▶ [What is expected] Exactly reproduce the lines that follow.

(Dataset items)
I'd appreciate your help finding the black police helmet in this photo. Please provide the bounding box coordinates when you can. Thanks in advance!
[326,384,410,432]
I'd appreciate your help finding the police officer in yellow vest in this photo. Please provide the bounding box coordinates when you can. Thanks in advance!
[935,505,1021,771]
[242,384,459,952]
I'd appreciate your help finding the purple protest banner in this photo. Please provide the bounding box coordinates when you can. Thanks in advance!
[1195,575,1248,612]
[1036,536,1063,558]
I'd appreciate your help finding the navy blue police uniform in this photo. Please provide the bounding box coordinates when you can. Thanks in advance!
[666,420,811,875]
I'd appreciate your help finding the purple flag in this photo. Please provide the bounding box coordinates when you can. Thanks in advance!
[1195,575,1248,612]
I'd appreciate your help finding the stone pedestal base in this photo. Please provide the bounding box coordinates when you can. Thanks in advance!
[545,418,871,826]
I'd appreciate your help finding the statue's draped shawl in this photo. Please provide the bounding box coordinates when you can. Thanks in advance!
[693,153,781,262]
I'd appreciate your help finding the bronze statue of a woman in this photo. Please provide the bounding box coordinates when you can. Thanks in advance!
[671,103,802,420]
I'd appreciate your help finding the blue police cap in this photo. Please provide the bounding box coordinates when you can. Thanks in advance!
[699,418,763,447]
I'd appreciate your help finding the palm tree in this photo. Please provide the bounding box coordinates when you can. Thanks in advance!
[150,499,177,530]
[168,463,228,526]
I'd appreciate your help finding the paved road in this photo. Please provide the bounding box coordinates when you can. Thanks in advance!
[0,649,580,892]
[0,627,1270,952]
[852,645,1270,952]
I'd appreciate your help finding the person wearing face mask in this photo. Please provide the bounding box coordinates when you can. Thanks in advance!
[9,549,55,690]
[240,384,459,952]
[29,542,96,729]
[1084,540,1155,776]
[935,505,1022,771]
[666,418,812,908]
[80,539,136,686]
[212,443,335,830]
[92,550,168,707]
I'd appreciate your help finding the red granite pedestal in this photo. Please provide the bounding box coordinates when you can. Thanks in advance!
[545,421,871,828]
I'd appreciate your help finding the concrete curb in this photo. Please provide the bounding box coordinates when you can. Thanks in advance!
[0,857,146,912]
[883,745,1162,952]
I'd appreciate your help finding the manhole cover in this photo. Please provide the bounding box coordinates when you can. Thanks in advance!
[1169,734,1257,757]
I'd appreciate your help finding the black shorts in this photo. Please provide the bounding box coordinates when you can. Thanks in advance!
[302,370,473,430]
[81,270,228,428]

▶ [Written response]
I'd appreciate your help finding the black police helmet in this photo. Please provide the bounding box coordinates when you can. Thanks in advance!
[326,384,410,432]
I'd appreciate your help finding the police officer in yellow vest in this photo. Please provide the bounding box coordinates when you can. Thanks in advance!
[935,505,1021,771]
[242,384,459,952]
I'd appreciate your help finding the purple protest banner in this photo. Please provide the bounding box coordinates when you can. Thanks in advance!
[1195,575,1248,612]
[1036,536,1063,558]
I'd appreciate your help finding the navy blue police uniform in this photo. Please provide the bounding box coordinates when you can. Thanks in advance!
[666,420,811,875]
I'd appreciate your help finding the purple flag in this photo. Please provide the bounding box coordinates when you can. Thanks in advance!
[1195,575,1248,612]
I'd appreciate your help finding the stone pedestal base in this photo. Please provide the bounding box coordinates when you can. Thanks in advance!
[545,418,871,826]
I'd appreciate your help finding the statue's draped shawl in this photo. Please provide the bounding box coordinates when you can. Thanks in advance!
[693,153,781,262]
I'd appreciate your help finding the bronze statue of a woman in this photo. Please provide the bounding box coordinates when you can. Thanks in advance!
[671,103,802,420]
I'd appreciate your help finding the blue police cap in this photo. Please provide the bounding box coordinates when you can. Thanks in advance!
[699,418,763,447]
I'd appreciate your help finding the palm tree in this photo. Please provide the bounding box coordinates when you can. Thanks in advance!
[150,499,177,530]
[168,463,228,526]
I'd appreciate your help finding the paved road in this photo. Please provide the bounding box coordinates when you can. Thanks in advance!
[0,649,580,892]
[0,627,1270,952]
[852,645,1270,952]
I'd appreciate your help finding the person wearing face mask in this photo. Please provide the bounding box coordinates when you can. Thanks in advance!
[9,549,55,690]
[240,384,459,952]
[29,542,96,729]
[1084,540,1155,776]
[935,505,1022,771]
[666,418,812,908]
[80,539,136,686]
[212,443,335,830]
[92,550,168,707]
I'd appreciate your help finding the red granite pedestal in this photo. Please provide the bounding box coordinates when you can. Thanks in advance!
[545,421,871,828]
I'd appreciate your help finding the concrete curb in this photo. Please provide the bounding box coordinates when you can. Thanks in advance!
[0,857,146,912]
[883,745,1162,952]
I'd appreciate your help finding the manhole cover in this photo. Please provide the bounding box coordinates when you can. Thanks in advance!
[1169,734,1257,757]
I'd appreciate your help finding the black shorts in this photo. Please provide the bounding box coordinates when you can. Thanks in advance!
[302,370,473,430]
[81,270,228,428]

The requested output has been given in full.